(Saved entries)
○ ○ ○ ○ ○ ○ ○

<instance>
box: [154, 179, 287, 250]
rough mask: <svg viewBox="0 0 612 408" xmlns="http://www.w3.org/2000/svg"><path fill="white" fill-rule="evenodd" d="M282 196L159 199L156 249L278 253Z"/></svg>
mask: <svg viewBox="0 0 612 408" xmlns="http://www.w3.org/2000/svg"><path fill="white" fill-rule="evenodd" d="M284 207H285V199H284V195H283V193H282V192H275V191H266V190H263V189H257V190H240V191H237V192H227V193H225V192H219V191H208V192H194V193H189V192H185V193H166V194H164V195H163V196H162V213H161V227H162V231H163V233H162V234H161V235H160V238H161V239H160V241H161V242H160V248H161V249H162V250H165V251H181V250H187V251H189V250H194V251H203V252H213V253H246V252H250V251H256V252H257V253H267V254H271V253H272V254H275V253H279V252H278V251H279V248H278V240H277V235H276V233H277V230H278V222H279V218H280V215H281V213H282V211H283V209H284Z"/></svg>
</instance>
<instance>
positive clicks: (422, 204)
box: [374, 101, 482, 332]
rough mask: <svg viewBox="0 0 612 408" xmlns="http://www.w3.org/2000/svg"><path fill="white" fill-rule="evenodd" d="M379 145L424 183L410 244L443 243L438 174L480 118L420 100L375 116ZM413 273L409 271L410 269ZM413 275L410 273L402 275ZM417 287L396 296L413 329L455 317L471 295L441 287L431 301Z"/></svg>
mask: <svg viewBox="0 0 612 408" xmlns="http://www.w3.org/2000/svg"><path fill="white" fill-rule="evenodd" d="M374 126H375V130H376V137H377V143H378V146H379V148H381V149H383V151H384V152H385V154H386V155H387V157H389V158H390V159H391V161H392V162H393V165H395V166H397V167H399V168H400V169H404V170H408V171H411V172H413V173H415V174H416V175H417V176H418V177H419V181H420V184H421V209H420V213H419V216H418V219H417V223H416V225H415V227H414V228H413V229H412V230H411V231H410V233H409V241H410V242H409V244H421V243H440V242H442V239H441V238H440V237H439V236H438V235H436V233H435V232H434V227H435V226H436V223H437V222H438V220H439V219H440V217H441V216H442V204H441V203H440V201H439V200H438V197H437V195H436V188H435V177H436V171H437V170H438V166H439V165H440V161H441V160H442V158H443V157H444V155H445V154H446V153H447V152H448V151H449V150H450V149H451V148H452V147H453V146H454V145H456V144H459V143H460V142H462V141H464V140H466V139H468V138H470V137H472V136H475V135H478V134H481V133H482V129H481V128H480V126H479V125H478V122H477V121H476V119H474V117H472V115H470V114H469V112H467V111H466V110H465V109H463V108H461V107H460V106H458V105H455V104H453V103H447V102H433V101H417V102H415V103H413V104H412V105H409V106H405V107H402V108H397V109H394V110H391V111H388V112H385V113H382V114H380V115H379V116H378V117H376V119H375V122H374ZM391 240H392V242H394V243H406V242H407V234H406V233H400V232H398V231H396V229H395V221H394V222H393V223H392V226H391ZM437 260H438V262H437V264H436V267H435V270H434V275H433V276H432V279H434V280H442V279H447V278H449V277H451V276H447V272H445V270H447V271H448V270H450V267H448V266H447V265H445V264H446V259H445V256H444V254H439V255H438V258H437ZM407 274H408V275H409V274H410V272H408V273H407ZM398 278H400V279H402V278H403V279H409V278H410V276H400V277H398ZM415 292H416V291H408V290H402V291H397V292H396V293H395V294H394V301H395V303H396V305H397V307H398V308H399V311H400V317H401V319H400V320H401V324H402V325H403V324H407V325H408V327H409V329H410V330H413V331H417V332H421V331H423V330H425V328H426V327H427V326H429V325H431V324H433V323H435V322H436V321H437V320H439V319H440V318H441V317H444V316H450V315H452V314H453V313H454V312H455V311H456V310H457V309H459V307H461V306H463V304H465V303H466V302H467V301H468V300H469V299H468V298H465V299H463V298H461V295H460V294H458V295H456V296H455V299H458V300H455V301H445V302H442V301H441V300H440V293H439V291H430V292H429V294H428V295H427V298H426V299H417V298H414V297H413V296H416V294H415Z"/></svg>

○ ○ ○ ○ ○ ○ ○

→ TASK DESCRIPTION
Return all the data above, unaltered and complete.

→ RESULT OF THE TASK
<instance>
box: [154, 179, 287, 250]
rough mask: <svg viewBox="0 0 612 408" xmlns="http://www.w3.org/2000/svg"><path fill="white" fill-rule="evenodd" d="M282 196L159 199L156 249L278 253Z"/></svg>
mask: <svg viewBox="0 0 612 408" xmlns="http://www.w3.org/2000/svg"><path fill="white" fill-rule="evenodd" d="M284 207H285V199H284V195H283V193H282V192H275V191H266V190H263V189H257V190H240V191H237V192H227V193H225V192H219V191H208V192H194V193H189V192H185V193H166V194H164V195H163V196H162V213H161V227H162V231H163V233H162V234H161V235H160V238H161V239H160V241H161V242H160V248H161V249H162V250H165V251H181V250H187V251H189V250H194V251H203V252H213V253H246V252H250V251H256V252H257V253H267V254H271V253H272V254H275V253H279V252H278V251H279V248H278V240H277V235H276V233H277V230H278V222H279V218H280V215H281V213H282V211H283V209H284Z"/></svg>
</instance>
<instance>
positive clicks: (422, 204)
box: [374, 101, 482, 332]
rough mask: <svg viewBox="0 0 612 408" xmlns="http://www.w3.org/2000/svg"><path fill="white" fill-rule="evenodd" d="M379 145L424 183L410 244L443 243L438 174L480 118L420 100L375 116ZM413 273L409 271L410 269ZM413 275L410 273L402 275ZM417 287L396 296L413 329L455 317L471 295L441 287L431 301Z"/></svg>
mask: <svg viewBox="0 0 612 408" xmlns="http://www.w3.org/2000/svg"><path fill="white" fill-rule="evenodd" d="M374 126H375V130H376V137H377V143H378V146H379V148H381V149H383V151H384V152H385V154H386V155H387V157H389V158H390V159H391V161H392V162H393V165H395V166H397V167H399V168H400V169H404V170H408V171H411V172H413V173H415V174H416V175H417V176H418V177H419V181H420V184H421V209H420V213H419V216H418V219H417V223H416V225H415V227H414V228H413V229H412V230H411V231H410V233H409V241H410V242H409V244H421V243H440V242H442V239H441V238H440V237H439V236H438V235H436V233H435V232H434V227H435V226H436V223H437V222H438V220H439V219H440V217H441V216H442V204H441V203H440V201H439V200H438V197H437V195H436V188H435V177H436V171H437V170H438V166H439V165H440V161H441V160H442V158H443V157H444V155H445V154H446V153H447V152H448V151H449V150H450V149H451V148H452V147H453V146H454V145H456V144H459V143H460V142H462V141H464V140H466V139H468V138H470V137H472V136H475V135H478V134H481V133H482V129H481V128H480V126H479V125H478V122H477V121H476V119H474V117H472V115H470V114H469V112H467V111H466V110H465V109H463V108H461V107H460V106H458V105H455V104H453V103H447V102H433V101H417V102H415V103H413V104H412V105H409V106H405V107H402V108H397V109H394V110H391V111H388V112H385V113H382V114H380V115H379V116H378V117H376V119H375V122H374ZM391 240H392V242H394V243H406V242H407V234H406V233H400V232H398V231H396V229H395V221H394V222H393V223H392V226H391ZM437 260H438V262H437V264H436V267H435V270H434V275H433V276H432V279H434V280H442V279H447V278H449V277H451V276H447V272H445V270H447V271H448V270H450V267H448V266H447V265H445V264H446V259H445V256H444V254H439V255H438V258H437ZM407 274H408V275H409V274H410V272H408V273H407ZM398 278H400V279H402V278H403V279H409V278H410V276H400V277H398ZM415 292H416V291H408V290H402V291H397V292H396V293H395V294H394V301H395V303H396V305H397V307H398V308H399V311H400V317H401V319H400V320H401V324H402V325H403V324H407V325H408V327H409V329H410V330H413V331H417V332H421V331H423V330H425V328H426V327H427V326H429V325H431V324H433V323H435V322H436V321H437V320H439V319H440V318H441V317H444V316H450V315H452V314H453V313H454V312H455V311H456V310H457V309H459V307H461V306H463V304H465V303H466V302H467V301H468V300H469V299H468V298H465V299H463V298H461V295H460V294H458V295H456V296H455V299H458V300H455V301H445V302H442V301H441V300H440V293H439V291H430V292H429V294H428V295H427V298H426V299H417V298H414V297H413V296H416V294H415Z"/></svg>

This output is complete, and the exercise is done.